■ WHAT YOU WILL DO ■
Write out again, exactly as they stand, the line that includes "with white detergent" and all remaining lines of the entries.

──────── DATA UNDER STUDY ────────

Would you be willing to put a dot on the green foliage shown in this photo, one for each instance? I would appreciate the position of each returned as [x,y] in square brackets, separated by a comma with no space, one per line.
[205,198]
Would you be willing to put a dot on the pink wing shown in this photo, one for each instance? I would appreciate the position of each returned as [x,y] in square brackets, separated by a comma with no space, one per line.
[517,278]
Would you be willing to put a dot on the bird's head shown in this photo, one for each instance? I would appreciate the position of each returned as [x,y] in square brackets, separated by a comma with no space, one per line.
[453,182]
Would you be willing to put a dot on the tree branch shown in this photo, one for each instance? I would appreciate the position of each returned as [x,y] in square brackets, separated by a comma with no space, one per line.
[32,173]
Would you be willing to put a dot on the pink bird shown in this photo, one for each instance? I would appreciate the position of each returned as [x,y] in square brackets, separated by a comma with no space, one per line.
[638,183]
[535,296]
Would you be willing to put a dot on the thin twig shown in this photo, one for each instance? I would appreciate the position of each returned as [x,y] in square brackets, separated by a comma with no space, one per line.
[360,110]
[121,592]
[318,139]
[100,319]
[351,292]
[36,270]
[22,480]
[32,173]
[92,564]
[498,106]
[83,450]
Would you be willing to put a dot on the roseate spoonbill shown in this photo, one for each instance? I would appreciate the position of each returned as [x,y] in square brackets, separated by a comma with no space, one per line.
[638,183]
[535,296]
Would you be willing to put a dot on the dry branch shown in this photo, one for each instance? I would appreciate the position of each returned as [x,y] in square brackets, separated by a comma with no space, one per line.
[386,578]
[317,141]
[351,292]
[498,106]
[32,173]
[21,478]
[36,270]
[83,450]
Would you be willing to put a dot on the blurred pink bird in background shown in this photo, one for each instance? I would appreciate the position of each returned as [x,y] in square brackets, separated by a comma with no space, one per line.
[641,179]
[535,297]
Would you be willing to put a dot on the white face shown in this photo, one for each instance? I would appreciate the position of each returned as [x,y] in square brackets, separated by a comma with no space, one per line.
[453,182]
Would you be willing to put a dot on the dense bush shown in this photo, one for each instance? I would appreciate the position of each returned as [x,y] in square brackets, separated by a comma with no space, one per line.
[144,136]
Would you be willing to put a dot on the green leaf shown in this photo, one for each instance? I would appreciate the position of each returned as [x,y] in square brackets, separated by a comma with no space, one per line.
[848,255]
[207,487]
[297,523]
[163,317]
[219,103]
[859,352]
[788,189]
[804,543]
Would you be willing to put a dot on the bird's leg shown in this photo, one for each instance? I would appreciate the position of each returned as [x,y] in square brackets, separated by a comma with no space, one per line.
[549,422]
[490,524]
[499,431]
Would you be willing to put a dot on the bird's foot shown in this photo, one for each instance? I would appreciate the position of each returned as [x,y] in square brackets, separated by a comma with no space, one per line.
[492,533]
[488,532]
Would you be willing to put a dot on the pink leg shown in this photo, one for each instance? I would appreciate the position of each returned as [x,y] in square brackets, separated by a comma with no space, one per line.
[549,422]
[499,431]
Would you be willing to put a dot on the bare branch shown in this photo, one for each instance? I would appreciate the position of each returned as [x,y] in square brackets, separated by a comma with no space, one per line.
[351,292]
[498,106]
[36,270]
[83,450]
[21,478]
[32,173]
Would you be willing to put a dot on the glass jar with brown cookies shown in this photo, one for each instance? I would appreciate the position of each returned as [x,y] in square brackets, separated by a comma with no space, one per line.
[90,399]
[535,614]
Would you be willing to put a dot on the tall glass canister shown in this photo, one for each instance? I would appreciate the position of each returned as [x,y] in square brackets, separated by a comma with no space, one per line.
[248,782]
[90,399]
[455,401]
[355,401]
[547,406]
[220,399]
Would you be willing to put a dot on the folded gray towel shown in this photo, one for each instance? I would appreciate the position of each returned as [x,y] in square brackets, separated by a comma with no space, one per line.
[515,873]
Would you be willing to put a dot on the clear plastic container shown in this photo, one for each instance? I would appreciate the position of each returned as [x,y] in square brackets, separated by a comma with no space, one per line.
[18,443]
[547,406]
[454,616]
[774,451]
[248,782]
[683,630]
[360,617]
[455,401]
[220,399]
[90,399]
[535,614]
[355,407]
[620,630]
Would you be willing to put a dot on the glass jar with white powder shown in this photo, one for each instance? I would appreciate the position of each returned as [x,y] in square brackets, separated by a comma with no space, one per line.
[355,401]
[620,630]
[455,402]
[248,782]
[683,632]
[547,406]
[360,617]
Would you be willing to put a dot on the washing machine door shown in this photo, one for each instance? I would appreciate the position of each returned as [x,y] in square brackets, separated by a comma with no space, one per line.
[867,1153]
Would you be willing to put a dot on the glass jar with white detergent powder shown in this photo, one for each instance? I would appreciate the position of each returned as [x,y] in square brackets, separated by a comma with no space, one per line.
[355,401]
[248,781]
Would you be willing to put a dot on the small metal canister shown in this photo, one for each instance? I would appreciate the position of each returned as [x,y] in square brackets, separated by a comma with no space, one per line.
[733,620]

────────

■ REPLY ■
Would you be willing to put a dot on the glass jar with white detergent powder shown in this photo, one for each instance? I would appreciate the position of each returned as [x,y] in square brackets, separated by a comma with no space, one per line.
[355,401]
[248,781]
Would you be willing to put a dot on the small metal canister shown in this photo, one for each instance? I would appreciate the position of each returned as [x,y] in square brackets, separated by a comma with no space, one per line.
[733,620]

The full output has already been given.